◆ Instructions to follow
Write out every entry once more, character for character.

(Beginning of Provided data)

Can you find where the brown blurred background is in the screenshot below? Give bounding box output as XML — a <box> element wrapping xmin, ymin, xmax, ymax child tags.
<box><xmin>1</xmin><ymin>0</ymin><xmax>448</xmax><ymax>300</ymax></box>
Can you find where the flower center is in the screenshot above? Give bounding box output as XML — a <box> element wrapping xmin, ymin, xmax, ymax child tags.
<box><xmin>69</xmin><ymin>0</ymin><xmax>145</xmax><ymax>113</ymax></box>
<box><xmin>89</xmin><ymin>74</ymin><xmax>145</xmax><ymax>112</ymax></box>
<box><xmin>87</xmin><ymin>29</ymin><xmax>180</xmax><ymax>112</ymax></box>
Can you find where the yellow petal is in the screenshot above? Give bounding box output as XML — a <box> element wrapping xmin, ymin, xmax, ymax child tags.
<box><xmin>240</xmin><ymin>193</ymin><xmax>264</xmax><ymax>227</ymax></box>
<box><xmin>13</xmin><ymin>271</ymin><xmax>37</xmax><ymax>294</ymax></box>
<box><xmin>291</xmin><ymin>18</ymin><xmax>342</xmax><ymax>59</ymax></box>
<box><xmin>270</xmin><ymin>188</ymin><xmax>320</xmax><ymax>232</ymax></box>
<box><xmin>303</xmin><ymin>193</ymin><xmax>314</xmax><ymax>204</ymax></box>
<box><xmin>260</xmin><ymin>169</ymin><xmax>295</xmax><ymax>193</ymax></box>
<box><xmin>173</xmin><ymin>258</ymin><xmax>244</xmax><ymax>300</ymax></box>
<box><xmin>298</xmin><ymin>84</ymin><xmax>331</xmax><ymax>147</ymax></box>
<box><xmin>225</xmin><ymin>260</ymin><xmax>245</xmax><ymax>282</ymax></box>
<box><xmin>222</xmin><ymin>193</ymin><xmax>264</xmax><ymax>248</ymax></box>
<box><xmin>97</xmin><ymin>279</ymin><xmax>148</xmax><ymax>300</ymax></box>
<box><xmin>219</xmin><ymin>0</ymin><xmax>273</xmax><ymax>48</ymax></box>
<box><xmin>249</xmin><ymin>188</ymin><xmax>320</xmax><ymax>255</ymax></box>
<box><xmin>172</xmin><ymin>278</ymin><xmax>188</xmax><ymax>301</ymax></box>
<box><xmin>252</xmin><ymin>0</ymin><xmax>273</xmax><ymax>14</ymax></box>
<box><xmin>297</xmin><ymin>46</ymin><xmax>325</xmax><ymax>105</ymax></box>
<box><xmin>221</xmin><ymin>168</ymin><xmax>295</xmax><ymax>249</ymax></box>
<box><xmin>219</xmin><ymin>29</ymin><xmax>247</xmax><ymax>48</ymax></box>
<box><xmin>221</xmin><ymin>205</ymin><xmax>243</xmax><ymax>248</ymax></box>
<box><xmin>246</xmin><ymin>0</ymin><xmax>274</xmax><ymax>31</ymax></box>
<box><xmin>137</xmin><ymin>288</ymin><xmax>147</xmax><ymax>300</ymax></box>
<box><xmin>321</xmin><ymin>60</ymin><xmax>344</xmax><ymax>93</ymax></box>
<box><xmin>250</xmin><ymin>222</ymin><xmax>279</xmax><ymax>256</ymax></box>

(End of Provided data)

◆ Answer to the problem
Can you find where the brown blurred background is in the screenshot below? Give bounding box output as XML — a <box> element wrapping xmin, ymin, xmax, ymax child tags.
<box><xmin>1</xmin><ymin>0</ymin><xmax>448</xmax><ymax>300</ymax></box>
Can you find where the flower center is in the screenshot above? Give bounding box output as XML — a <box> element wrapping xmin, ymin, xmax, ymax child tags.
<box><xmin>69</xmin><ymin>0</ymin><xmax>145</xmax><ymax>113</ymax></box>
<box><xmin>89</xmin><ymin>74</ymin><xmax>145</xmax><ymax>112</ymax></box>
<box><xmin>87</xmin><ymin>29</ymin><xmax>180</xmax><ymax>112</ymax></box>
Can you find where the yellow petal is in the screenshot above? Give bounding box output as XML — a <box> element wrapping xmin, ymin, xmax, ymax child tags.
<box><xmin>240</xmin><ymin>193</ymin><xmax>264</xmax><ymax>227</ymax></box>
<box><xmin>13</xmin><ymin>271</ymin><xmax>37</xmax><ymax>294</ymax></box>
<box><xmin>291</xmin><ymin>18</ymin><xmax>342</xmax><ymax>59</ymax></box>
<box><xmin>270</xmin><ymin>188</ymin><xmax>320</xmax><ymax>232</ymax></box>
<box><xmin>303</xmin><ymin>193</ymin><xmax>314</xmax><ymax>204</ymax></box>
<box><xmin>260</xmin><ymin>169</ymin><xmax>295</xmax><ymax>193</ymax></box>
<box><xmin>173</xmin><ymin>258</ymin><xmax>244</xmax><ymax>300</ymax></box>
<box><xmin>298</xmin><ymin>84</ymin><xmax>331</xmax><ymax>147</ymax></box>
<box><xmin>225</xmin><ymin>260</ymin><xmax>245</xmax><ymax>282</ymax></box>
<box><xmin>222</xmin><ymin>193</ymin><xmax>264</xmax><ymax>248</ymax></box>
<box><xmin>97</xmin><ymin>279</ymin><xmax>148</xmax><ymax>300</ymax></box>
<box><xmin>219</xmin><ymin>0</ymin><xmax>273</xmax><ymax>48</ymax></box>
<box><xmin>249</xmin><ymin>188</ymin><xmax>320</xmax><ymax>255</ymax></box>
<box><xmin>172</xmin><ymin>278</ymin><xmax>188</xmax><ymax>301</ymax></box>
<box><xmin>252</xmin><ymin>0</ymin><xmax>273</xmax><ymax>14</ymax></box>
<box><xmin>297</xmin><ymin>46</ymin><xmax>325</xmax><ymax>105</ymax></box>
<box><xmin>221</xmin><ymin>168</ymin><xmax>295</xmax><ymax>249</ymax></box>
<box><xmin>219</xmin><ymin>29</ymin><xmax>247</xmax><ymax>48</ymax></box>
<box><xmin>221</xmin><ymin>205</ymin><xmax>243</xmax><ymax>248</ymax></box>
<box><xmin>246</xmin><ymin>0</ymin><xmax>274</xmax><ymax>31</ymax></box>
<box><xmin>137</xmin><ymin>288</ymin><xmax>147</xmax><ymax>300</ymax></box>
<box><xmin>321</xmin><ymin>60</ymin><xmax>344</xmax><ymax>93</ymax></box>
<box><xmin>250</xmin><ymin>222</ymin><xmax>279</xmax><ymax>256</ymax></box>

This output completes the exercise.